▶ [Short problem 1] From the pull request text on the ModelCheckpoint callback below, list every argument named under the heading "Removed arguments".

▶ [Text block]

┄┄┄┄┄┄┄┄┄┄

ASUS-AICS / LibMultiLabel

A library for multi-class and multi-label classification
MIT License
152 stars 30 forks source link

Alter the Behaviors of ModelCheckpoint Callback #344

Closed donglihe-hub closed 10 months ago

donglihe-hub commented 10 months ago

Motivation

Lightning saves model to disk in the main process. In other words, training will stall until the checkpoint is saved to the disk. This is not a problem when models are small. However, as the model size grows, it becomes more time-consuming to save to disks. This becomes a bottleneck when training models like AttentionXML on extreme multilabel datasets like AmazonCat-13K and Amazon-670K, where AttentionXML performs hundreds of saving operations during training.

What does this PR do?

Alter the behaviors of lightning ModelCheckpoint. This adds new features to lightning ModelCheckpoint while simplify the arguments exposed to users/developers.

The ModelCheckpoint uses API of lightning 2.1.3. So the test will not be passed until Eleven upgrades the packages. No conflict now as I've moved the custom modelcheckpoint to a new file.

New features:

  1. Cache the best (top 1) model state_dict to RAM during training.

  2. Save the cached state_dict to disk at the end of training.

  3. This will be be contradicting. When save_weights_only=True, I would expect what will be saved is the state_dict only. However, lightning add hyperparameters as well as some other stuff to the outputs. I chose to only output state_dict. As we didn't use save_weights_only in LibMultiLabel, I think we shouldn't worry too much about this change.

Removed features:

  1. The new ModelCheckpoint does not save the last model. But the feature can be added as requested, without the issue of symlink since the behavior is under our control.
  2. No more top k. This is reasonable as we use save_top_k=1 in all cases.

Removed arguments

# I do not adopt these arguments, as their logics are tangled up, thus difficult to use. every_n_train_steps train_time_interval every_n_epochs

# no effect in the new ModelCheckpoint save_on_train_epoch_end

# force to ovewrite existing model: enable_version_counter

Test CLI & API (bash tests/autotest.sh)

Test APIs used by main.py.

Check API Document

If any new APIs are added, please check if the description of the APIs is added to API document.

Test quickstart & API (bash tests/docs/test_changed_document.sh)

If any APIs in quickstarts or tutorials are modified, please run this test to check if the current examples can run correctly after the modified APIs are released.

Eleven1Liu commented 10 months ago

related to #343

donglihe-hub commented 10 months ago

Closed as only related to experiment codes

┄┄┄┄┄┄┄┄┄┄

▶ [Point annotation records]
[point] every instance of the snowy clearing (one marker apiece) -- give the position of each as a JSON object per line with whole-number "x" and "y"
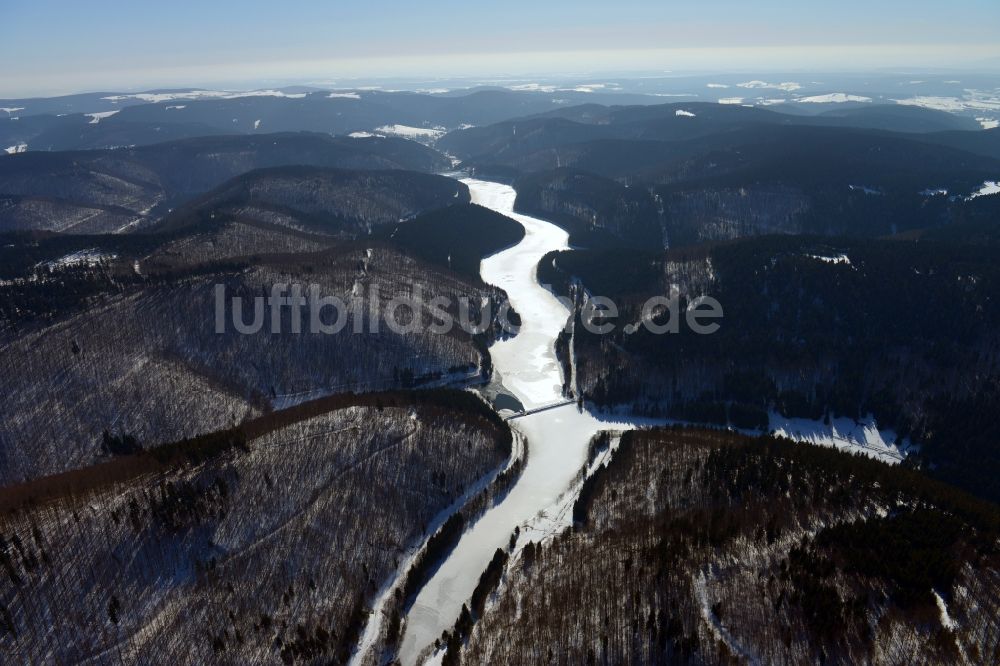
{"x": 972, "y": 100}
{"x": 202, "y": 94}
{"x": 833, "y": 98}
{"x": 99, "y": 116}
{"x": 834, "y": 259}
{"x": 843, "y": 433}
{"x": 787, "y": 86}
{"x": 989, "y": 187}
{"x": 90, "y": 257}
{"x": 411, "y": 132}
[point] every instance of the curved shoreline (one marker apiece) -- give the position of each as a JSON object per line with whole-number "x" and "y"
{"x": 559, "y": 437}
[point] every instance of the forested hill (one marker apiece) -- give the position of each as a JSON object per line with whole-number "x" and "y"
{"x": 682, "y": 174}
{"x": 184, "y": 548}
{"x": 342, "y": 203}
{"x": 105, "y": 191}
{"x": 814, "y": 328}
{"x": 457, "y": 237}
{"x": 707, "y": 547}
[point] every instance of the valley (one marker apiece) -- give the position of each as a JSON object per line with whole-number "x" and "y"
{"x": 813, "y": 481}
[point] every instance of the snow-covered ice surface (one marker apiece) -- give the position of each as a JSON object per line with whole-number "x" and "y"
{"x": 557, "y": 438}
{"x": 843, "y": 433}
{"x": 99, "y": 116}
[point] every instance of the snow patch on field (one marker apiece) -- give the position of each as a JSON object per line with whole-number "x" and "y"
{"x": 532, "y": 87}
{"x": 972, "y": 100}
{"x": 202, "y": 94}
{"x": 90, "y": 257}
{"x": 833, "y": 98}
{"x": 787, "y": 86}
{"x": 714, "y": 624}
{"x": 988, "y": 188}
{"x": 411, "y": 132}
{"x": 100, "y": 115}
{"x": 831, "y": 259}
{"x": 845, "y": 434}
{"x": 946, "y": 621}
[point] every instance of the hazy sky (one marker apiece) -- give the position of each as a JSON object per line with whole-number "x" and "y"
{"x": 54, "y": 46}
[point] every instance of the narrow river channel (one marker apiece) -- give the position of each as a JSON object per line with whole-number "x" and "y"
{"x": 557, "y": 438}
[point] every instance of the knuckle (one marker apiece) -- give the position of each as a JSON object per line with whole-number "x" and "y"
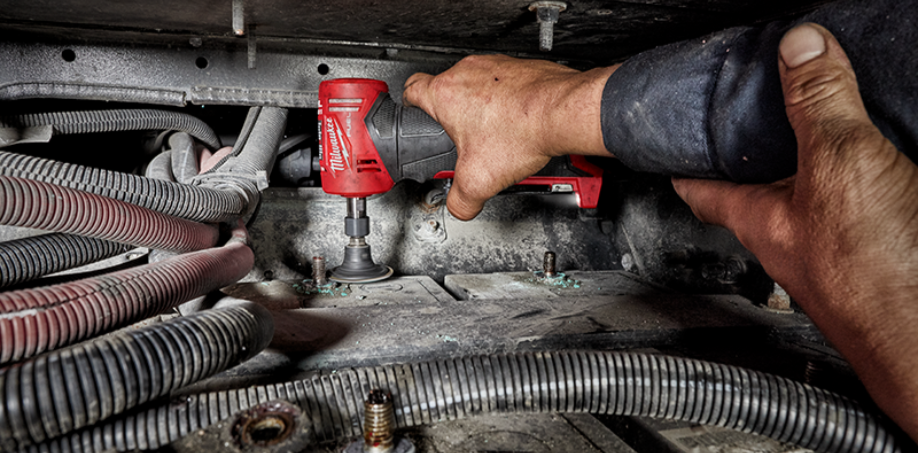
{"x": 809, "y": 91}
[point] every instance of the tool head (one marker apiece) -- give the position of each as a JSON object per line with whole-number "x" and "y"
{"x": 358, "y": 267}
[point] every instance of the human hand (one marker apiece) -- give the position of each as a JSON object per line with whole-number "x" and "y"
{"x": 508, "y": 117}
{"x": 842, "y": 235}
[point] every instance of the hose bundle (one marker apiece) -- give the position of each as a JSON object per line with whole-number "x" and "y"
{"x": 180, "y": 200}
{"x": 22, "y": 260}
{"x": 44, "y": 206}
{"x": 94, "y": 121}
{"x": 76, "y": 387}
{"x": 596, "y": 382}
{"x": 33, "y": 321}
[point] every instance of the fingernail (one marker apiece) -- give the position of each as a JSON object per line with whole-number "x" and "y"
{"x": 802, "y": 44}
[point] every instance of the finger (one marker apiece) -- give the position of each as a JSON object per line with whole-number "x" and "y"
{"x": 470, "y": 190}
{"x": 820, "y": 92}
{"x": 417, "y": 92}
{"x": 461, "y": 205}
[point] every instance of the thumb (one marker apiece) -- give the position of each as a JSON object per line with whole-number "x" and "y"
{"x": 820, "y": 94}
{"x": 462, "y": 204}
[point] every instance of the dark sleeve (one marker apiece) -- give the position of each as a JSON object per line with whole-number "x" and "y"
{"x": 712, "y": 107}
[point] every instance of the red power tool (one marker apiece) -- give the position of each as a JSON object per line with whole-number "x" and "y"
{"x": 368, "y": 142}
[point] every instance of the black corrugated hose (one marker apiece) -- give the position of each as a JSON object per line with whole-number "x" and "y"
{"x": 22, "y": 260}
{"x": 200, "y": 204}
{"x": 94, "y": 121}
{"x": 596, "y": 382}
{"x": 72, "y": 388}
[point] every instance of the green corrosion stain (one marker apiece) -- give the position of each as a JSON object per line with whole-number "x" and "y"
{"x": 332, "y": 289}
{"x": 561, "y": 281}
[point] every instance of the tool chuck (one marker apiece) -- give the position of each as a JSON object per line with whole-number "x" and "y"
{"x": 358, "y": 265}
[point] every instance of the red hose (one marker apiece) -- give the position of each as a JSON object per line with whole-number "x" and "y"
{"x": 44, "y": 206}
{"x": 33, "y": 321}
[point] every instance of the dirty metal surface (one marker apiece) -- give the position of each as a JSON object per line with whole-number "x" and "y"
{"x": 294, "y": 294}
{"x": 596, "y": 30}
{"x": 511, "y": 234}
{"x": 514, "y": 285}
{"x": 647, "y": 434}
{"x": 370, "y": 331}
{"x": 176, "y": 70}
{"x": 518, "y": 433}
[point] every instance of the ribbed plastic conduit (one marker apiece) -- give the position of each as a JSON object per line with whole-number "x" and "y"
{"x": 596, "y": 382}
{"x": 25, "y": 259}
{"x": 94, "y": 121}
{"x": 79, "y": 386}
{"x": 33, "y": 321}
{"x": 179, "y": 200}
{"x": 44, "y": 206}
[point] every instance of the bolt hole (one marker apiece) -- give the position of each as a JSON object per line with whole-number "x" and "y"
{"x": 267, "y": 430}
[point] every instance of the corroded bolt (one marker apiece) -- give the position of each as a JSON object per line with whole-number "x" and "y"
{"x": 548, "y": 265}
{"x": 547, "y": 13}
{"x": 318, "y": 271}
{"x": 378, "y": 423}
{"x": 779, "y": 300}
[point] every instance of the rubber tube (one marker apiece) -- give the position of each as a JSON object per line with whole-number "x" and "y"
{"x": 33, "y": 321}
{"x": 184, "y": 159}
{"x": 261, "y": 146}
{"x": 95, "y": 121}
{"x": 616, "y": 383}
{"x": 25, "y": 259}
{"x": 247, "y": 171}
{"x": 34, "y": 204}
{"x": 76, "y": 387}
{"x": 199, "y": 204}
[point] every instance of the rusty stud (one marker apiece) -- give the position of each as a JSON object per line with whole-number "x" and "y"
{"x": 548, "y": 265}
{"x": 318, "y": 271}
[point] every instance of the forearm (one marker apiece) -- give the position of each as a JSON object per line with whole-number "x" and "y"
{"x": 712, "y": 107}
{"x": 573, "y": 124}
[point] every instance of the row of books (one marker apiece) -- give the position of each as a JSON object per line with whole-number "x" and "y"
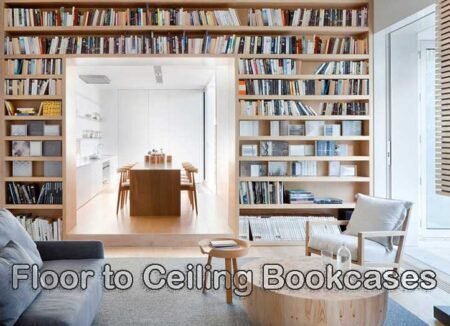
{"x": 268, "y": 66}
{"x": 41, "y": 228}
{"x": 283, "y": 148}
{"x": 21, "y": 17}
{"x": 342, "y": 67}
{"x": 34, "y": 66}
{"x": 183, "y": 44}
{"x": 344, "y": 108}
{"x": 251, "y": 193}
{"x": 275, "y": 108}
{"x": 24, "y": 193}
{"x": 283, "y": 228}
{"x": 46, "y": 108}
{"x": 308, "y": 17}
{"x": 273, "y": 192}
{"x": 303, "y": 87}
{"x": 33, "y": 87}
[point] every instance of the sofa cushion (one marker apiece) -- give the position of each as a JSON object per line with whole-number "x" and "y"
{"x": 373, "y": 251}
{"x": 377, "y": 214}
{"x": 67, "y": 307}
{"x": 11, "y": 229}
{"x": 13, "y": 302}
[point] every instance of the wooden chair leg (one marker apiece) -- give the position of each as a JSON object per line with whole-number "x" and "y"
{"x": 206, "y": 274}
{"x": 118, "y": 201}
{"x": 195, "y": 200}
{"x": 228, "y": 284}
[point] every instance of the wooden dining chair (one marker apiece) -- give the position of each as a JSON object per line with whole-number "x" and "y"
{"x": 124, "y": 185}
{"x": 188, "y": 184}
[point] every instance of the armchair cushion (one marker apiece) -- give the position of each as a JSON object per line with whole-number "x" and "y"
{"x": 377, "y": 214}
{"x": 373, "y": 251}
{"x": 11, "y": 229}
{"x": 14, "y": 302}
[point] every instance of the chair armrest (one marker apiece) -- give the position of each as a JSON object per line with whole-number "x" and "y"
{"x": 59, "y": 250}
{"x": 372, "y": 234}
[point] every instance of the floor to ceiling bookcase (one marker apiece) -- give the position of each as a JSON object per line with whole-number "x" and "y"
{"x": 360, "y": 146}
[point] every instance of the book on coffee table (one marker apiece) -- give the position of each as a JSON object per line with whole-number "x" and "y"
{"x": 223, "y": 243}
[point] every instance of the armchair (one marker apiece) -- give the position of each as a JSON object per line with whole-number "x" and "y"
{"x": 375, "y": 226}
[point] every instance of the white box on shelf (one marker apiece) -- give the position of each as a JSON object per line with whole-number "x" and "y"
{"x": 22, "y": 169}
{"x": 249, "y": 150}
{"x": 35, "y": 148}
{"x": 314, "y": 128}
{"x": 19, "y": 130}
{"x": 51, "y": 130}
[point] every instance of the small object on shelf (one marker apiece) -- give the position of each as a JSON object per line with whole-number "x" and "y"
{"x": 20, "y": 148}
{"x": 249, "y": 150}
{"x": 22, "y": 169}
{"x": 35, "y": 148}
{"x": 51, "y": 130}
{"x": 327, "y": 200}
{"x": 19, "y": 130}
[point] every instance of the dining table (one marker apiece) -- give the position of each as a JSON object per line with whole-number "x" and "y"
{"x": 155, "y": 189}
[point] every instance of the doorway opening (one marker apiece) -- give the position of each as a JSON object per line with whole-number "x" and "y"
{"x": 183, "y": 108}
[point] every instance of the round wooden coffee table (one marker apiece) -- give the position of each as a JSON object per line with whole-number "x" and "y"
{"x": 311, "y": 307}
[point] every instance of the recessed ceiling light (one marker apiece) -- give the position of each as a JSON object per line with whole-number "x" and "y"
{"x": 95, "y": 79}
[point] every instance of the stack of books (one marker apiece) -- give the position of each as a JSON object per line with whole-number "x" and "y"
{"x": 299, "y": 196}
{"x": 41, "y": 228}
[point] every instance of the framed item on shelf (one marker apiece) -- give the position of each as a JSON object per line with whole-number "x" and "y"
{"x": 20, "y": 148}
{"x": 347, "y": 170}
{"x": 249, "y": 150}
{"x": 19, "y": 130}
{"x": 22, "y": 169}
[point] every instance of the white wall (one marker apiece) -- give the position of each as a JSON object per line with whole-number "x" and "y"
{"x": 155, "y": 119}
{"x": 210, "y": 136}
{"x": 388, "y": 12}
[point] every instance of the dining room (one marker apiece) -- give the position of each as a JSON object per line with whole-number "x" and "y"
{"x": 154, "y": 149}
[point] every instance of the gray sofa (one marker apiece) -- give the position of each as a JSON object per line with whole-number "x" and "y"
{"x": 67, "y": 307}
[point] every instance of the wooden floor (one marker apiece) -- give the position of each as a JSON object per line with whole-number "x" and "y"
{"x": 419, "y": 303}
{"x": 98, "y": 220}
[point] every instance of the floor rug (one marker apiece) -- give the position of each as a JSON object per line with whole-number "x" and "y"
{"x": 140, "y": 306}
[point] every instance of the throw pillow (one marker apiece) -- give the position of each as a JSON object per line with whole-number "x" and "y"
{"x": 377, "y": 214}
{"x": 13, "y": 302}
{"x": 11, "y": 229}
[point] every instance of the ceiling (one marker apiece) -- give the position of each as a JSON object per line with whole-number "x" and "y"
{"x": 139, "y": 73}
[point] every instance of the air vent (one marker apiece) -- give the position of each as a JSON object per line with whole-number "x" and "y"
{"x": 95, "y": 79}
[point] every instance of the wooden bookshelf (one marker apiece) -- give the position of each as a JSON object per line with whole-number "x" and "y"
{"x": 331, "y": 186}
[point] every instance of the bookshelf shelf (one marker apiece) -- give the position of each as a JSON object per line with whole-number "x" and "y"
{"x": 33, "y": 97}
{"x": 34, "y": 179}
{"x": 203, "y": 3}
{"x": 303, "y": 158}
{"x": 32, "y": 207}
{"x": 313, "y": 30}
{"x": 33, "y": 77}
{"x": 304, "y": 117}
{"x": 32, "y": 117}
{"x": 297, "y": 206}
{"x": 306, "y": 179}
{"x": 34, "y": 158}
{"x": 306, "y": 138}
{"x": 33, "y": 138}
{"x": 336, "y": 98}
{"x": 295, "y": 77}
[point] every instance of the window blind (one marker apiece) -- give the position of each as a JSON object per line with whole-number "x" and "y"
{"x": 443, "y": 97}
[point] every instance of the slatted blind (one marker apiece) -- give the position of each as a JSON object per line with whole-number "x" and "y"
{"x": 443, "y": 98}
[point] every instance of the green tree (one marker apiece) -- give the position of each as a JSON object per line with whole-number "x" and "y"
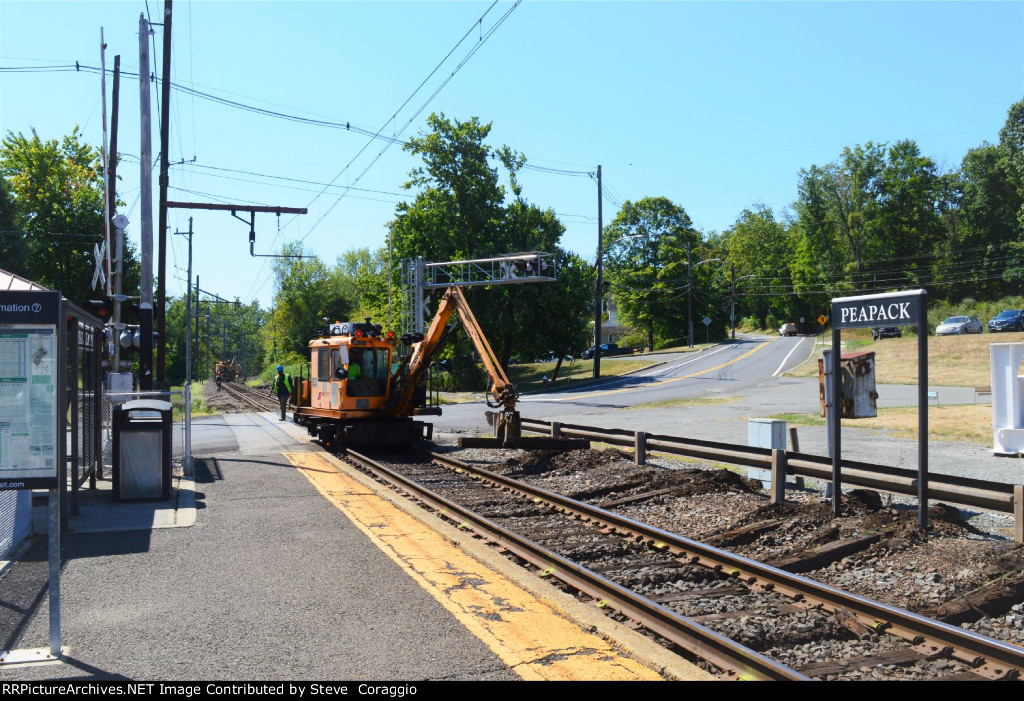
{"x": 361, "y": 277}
{"x": 462, "y": 211}
{"x": 57, "y": 188}
{"x": 759, "y": 250}
{"x": 13, "y": 243}
{"x": 646, "y": 265}
{"x": 306, "y": 292}
{"x": 459, "y": 207}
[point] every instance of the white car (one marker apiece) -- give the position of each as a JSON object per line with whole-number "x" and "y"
{"x": 960, "y": 324}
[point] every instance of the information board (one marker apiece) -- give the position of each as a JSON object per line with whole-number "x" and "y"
{"x": 30, "y": 376}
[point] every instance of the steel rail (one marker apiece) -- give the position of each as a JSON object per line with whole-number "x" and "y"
{"x": 247, "y": 396}
{"x": 736, "y": 660}
{"x": 988, "y": 657}
{"x": 996, "y": 496}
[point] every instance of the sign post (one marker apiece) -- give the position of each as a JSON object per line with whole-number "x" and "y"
{"x": 894, "y": 309}
{"x": 33, "y": 407}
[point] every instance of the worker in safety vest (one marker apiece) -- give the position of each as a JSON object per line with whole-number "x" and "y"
{"x": 283, "y": 388}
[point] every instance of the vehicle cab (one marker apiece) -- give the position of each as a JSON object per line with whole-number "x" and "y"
{"x": 349, "y": 369}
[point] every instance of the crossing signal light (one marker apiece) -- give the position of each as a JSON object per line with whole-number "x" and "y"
{"x": 102, "y": 308}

┄┄┄┄┄┄┄┄┄┄

▶ [Short problem 2] Count the lines in the entries above that contain the string "sofa", treating case as significant, and reply with the number alone.

▶ [Right answer 1]
every_n_train_steps
train_time_interval
every_n_epochs
save_on_train_epoch_end
enable_version_counter

▶ [Right answer 2] 2